TASK TO COMPLETE: In the text on hospital superbug deaths below, turn the paragraph beginning "The body charged with framing" into a short bulleted list that keeps its main facts.

SELECTED TEXT:
== == ==
THE deaths of four elderly people from two types of "superbug" . . . the mostly fatal clostridium difficile and MRSA . . . raises alarming questions about infection control in our hospitals.

Three of the four . . . Mary McDonald, Bridie O'Brien and James Bolger . . . died at St Columcille's Hospital in Loughlinstown, Dublin, after contracting the infection while being treated there. The hospital, the inquest into their untimely deaths heard, has a woefully inadequate infection control system. Bridget Frasier, meanwhile, contracted c.difficile, an infection that attacks the gut and which is resistant to antibiotics, at St James's Hospital These people were elderly and frail but, as doctors told Dublin county coroner Kieran Geraghty, the illnesses for which they were admitted were not necessarily life-threatening. Either they were killed directly by the infections they caught on the wards, or these infections were major contributing factors in their deaths.

As hospitals have a duty of care to the patients they treat, the least we should expect is that when things go wrong, as they did on these occasions, there should be a serious examination of the mistakes made, combined with the speedy introduction of new infection control policies to ensure other patients aren't exposed to similar risks.

This, however, is not the case. The coroner has written to one hospital manager asking about the appointment of a consultant microbiologist so that infection controls can be implemented. He has not even received a reply. Hospital-acquired infection, it seems, is almost a fact of ward life. And if you are old and it kills you, so be it.

The cases bear a remarkable similarity to the deaths of 90 elderly people in the south-east of England. There, a full investigation castigated infection control procedures, hygiene on the wards, and failure to implement an infection control policy which could have avoided the catastrophic outbreak.

The senior executive with responsibility for these hospitals resigned.

Here, the four elderly people whose inquests were heard last week represent a tiny fraction of the real numbers involved. More than 1,000 people a year are affected by c. difficile . . . twice as many as by MRSA.

The Department of Health and the HSE are well aware of the reforms needed. The National Hygiene Audit has helped clean up wards but standards are still too low.

The body charged with framing an infection control strategy, the Health Protection Surveillance Centre, has identified five areas where infection control can be markedly improved. We score poorly on all five, from screening, to provision of isolation wards, to the appointment of microbiologists and an infection reference laboratory.
== == ==
RAW DATA:

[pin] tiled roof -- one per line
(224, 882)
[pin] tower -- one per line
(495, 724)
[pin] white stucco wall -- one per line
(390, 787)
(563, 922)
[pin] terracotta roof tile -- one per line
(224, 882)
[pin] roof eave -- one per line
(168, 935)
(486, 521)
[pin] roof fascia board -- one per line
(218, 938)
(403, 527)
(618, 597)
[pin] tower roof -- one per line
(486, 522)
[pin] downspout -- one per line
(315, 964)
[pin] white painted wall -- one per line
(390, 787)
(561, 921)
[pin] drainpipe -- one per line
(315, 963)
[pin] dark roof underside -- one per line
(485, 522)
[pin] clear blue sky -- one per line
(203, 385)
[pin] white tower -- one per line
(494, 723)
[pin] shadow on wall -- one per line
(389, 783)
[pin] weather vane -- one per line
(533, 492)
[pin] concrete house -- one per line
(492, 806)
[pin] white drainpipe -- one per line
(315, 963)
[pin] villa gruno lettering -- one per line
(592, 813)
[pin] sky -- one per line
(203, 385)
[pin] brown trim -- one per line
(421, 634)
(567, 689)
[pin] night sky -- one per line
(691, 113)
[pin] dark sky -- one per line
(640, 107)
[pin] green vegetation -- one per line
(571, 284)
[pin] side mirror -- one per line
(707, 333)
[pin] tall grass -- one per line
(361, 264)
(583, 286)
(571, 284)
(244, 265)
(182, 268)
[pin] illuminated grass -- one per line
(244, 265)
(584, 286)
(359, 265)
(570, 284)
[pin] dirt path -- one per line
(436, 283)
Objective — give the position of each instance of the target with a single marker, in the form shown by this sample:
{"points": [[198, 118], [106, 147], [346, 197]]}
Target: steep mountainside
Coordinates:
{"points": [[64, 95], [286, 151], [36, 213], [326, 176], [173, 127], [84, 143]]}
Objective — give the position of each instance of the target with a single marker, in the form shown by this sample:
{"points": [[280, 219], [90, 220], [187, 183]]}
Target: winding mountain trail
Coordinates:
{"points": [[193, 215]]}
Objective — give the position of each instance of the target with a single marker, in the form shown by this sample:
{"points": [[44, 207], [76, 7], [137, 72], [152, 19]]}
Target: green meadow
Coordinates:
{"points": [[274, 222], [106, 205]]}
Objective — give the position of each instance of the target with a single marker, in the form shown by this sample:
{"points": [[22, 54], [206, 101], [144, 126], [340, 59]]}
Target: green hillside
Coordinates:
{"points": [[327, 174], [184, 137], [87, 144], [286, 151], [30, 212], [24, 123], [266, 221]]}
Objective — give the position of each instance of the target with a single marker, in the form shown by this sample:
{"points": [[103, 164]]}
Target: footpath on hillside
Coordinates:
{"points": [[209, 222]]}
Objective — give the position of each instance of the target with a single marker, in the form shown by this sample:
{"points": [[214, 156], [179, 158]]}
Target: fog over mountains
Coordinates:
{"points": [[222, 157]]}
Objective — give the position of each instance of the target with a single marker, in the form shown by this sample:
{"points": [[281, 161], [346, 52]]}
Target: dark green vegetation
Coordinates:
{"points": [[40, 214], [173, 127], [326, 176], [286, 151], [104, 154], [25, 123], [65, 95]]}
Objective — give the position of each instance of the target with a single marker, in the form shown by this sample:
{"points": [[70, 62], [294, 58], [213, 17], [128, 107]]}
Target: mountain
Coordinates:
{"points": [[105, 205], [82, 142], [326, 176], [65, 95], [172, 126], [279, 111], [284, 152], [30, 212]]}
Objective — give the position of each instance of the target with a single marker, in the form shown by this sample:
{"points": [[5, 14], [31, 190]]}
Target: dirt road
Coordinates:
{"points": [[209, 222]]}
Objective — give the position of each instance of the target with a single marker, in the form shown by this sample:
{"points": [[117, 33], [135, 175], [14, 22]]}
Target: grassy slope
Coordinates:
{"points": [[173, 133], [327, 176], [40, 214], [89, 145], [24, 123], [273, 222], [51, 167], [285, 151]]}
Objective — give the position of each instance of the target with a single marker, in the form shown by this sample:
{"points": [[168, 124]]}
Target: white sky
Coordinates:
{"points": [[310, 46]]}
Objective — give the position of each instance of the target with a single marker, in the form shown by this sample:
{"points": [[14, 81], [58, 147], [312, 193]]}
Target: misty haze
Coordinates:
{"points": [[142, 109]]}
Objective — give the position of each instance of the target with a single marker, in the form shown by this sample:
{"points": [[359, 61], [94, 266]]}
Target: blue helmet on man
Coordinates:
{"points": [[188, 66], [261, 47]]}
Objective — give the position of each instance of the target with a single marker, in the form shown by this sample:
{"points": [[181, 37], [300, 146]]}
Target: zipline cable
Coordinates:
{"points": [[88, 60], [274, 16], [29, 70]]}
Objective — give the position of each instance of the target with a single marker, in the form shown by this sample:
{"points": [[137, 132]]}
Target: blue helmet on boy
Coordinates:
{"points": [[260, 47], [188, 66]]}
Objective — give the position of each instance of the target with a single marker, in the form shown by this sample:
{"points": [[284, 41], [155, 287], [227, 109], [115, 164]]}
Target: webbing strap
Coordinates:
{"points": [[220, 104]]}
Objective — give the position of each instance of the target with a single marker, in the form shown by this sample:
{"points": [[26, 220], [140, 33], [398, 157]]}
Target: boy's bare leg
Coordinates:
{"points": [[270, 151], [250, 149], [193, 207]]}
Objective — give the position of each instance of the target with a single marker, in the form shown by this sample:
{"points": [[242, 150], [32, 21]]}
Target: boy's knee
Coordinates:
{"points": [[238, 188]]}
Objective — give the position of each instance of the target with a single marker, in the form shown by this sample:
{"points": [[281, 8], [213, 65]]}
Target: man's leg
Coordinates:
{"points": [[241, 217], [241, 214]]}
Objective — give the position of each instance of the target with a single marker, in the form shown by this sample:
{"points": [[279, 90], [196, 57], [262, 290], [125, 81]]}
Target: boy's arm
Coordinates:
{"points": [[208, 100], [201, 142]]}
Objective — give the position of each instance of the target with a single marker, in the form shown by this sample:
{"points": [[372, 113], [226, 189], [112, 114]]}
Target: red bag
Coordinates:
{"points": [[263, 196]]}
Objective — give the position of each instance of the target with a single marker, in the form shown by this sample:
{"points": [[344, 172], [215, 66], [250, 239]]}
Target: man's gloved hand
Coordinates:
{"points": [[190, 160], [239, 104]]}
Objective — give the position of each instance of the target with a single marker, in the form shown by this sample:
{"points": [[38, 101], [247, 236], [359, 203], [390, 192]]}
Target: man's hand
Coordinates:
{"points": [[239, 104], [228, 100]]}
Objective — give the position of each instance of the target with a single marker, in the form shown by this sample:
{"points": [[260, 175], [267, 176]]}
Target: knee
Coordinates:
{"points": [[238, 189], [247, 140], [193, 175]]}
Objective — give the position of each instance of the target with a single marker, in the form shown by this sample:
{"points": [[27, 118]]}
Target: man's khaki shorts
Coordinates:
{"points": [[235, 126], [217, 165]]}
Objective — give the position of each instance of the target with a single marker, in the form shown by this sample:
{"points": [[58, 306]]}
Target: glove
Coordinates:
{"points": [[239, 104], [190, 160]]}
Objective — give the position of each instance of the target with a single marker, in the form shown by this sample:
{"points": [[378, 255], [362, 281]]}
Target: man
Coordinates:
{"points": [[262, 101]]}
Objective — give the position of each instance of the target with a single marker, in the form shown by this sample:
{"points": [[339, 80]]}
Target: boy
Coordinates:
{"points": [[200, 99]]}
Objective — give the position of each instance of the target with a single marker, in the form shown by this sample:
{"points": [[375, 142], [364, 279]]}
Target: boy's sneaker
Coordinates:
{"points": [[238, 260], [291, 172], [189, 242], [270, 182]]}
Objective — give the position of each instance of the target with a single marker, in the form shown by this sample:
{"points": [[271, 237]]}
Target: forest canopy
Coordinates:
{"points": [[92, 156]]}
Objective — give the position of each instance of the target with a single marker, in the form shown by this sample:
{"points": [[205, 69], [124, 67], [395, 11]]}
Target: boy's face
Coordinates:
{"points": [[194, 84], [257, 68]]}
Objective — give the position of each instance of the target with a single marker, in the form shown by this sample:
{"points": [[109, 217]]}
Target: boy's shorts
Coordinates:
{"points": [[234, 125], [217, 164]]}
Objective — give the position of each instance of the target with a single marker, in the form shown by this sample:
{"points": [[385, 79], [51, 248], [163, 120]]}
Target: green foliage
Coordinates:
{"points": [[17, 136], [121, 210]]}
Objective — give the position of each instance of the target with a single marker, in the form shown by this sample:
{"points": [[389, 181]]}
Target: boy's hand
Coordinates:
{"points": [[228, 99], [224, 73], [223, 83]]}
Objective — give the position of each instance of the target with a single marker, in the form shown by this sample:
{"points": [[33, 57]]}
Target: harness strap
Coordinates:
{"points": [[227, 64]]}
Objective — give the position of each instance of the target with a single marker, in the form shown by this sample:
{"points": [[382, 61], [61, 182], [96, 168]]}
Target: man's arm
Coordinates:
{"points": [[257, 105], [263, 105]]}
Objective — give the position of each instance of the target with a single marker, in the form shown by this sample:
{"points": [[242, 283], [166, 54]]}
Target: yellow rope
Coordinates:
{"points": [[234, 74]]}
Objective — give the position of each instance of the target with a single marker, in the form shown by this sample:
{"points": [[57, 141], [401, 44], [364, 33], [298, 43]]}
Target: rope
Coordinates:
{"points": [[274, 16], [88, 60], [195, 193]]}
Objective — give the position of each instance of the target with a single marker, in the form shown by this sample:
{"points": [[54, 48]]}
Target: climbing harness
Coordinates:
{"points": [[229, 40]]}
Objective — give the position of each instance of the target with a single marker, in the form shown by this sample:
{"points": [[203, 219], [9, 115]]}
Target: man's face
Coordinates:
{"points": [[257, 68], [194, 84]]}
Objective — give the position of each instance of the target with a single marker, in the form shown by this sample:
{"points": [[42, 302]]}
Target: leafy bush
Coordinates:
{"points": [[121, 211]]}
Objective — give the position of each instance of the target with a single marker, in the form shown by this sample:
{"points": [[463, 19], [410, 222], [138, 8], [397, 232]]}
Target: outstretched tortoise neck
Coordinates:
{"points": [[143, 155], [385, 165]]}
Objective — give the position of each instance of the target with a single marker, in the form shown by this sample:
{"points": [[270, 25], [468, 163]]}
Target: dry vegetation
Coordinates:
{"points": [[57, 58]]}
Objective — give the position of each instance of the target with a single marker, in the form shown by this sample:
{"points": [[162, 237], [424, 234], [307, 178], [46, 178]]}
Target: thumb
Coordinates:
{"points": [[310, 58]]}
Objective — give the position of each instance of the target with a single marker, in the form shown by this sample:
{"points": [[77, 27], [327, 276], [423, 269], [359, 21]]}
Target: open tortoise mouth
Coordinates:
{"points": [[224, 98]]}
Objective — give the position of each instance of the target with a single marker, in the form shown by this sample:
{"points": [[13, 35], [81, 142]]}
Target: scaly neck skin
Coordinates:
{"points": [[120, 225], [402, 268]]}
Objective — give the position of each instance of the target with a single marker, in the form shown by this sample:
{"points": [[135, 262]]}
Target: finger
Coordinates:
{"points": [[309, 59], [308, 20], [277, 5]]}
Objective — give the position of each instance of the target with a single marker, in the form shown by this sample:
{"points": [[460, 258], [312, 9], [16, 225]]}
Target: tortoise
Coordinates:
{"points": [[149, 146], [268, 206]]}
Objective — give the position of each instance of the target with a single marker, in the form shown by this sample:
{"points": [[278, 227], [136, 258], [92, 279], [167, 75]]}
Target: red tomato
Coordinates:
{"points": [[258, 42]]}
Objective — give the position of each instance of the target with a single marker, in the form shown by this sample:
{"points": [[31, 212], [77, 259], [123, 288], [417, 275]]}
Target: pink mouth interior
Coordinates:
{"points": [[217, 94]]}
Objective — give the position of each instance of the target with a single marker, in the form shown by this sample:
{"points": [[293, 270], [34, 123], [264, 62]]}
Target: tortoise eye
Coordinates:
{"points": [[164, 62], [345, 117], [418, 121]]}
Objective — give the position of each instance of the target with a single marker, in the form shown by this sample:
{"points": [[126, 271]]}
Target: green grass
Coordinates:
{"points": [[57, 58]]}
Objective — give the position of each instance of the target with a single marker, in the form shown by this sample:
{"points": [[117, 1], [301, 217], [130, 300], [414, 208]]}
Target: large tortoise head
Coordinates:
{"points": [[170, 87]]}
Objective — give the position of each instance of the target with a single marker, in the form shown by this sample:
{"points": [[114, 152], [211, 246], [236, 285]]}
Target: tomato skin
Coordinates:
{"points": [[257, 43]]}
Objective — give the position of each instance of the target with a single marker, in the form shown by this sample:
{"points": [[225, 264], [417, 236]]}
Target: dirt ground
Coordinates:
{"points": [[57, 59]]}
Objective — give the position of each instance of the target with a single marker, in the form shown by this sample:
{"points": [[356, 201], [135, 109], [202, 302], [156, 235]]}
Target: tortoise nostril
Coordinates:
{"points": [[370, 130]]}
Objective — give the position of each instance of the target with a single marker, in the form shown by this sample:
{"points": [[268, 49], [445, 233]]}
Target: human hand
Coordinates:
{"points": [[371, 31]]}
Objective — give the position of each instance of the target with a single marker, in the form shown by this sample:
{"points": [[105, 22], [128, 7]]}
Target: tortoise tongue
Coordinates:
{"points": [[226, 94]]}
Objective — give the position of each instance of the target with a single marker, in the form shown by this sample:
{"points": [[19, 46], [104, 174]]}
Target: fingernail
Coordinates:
== == ==
SOLUTION:
- The Health Protection Surveillance Centre is the body charged with framing an infection control strategy.
- It has identified five areas where infection control can be markedly improved.
- We score poorly on all five.
- These areas range from screening to the provision of isolation wards, the appointment of microbiologists and an infection reference laboratory.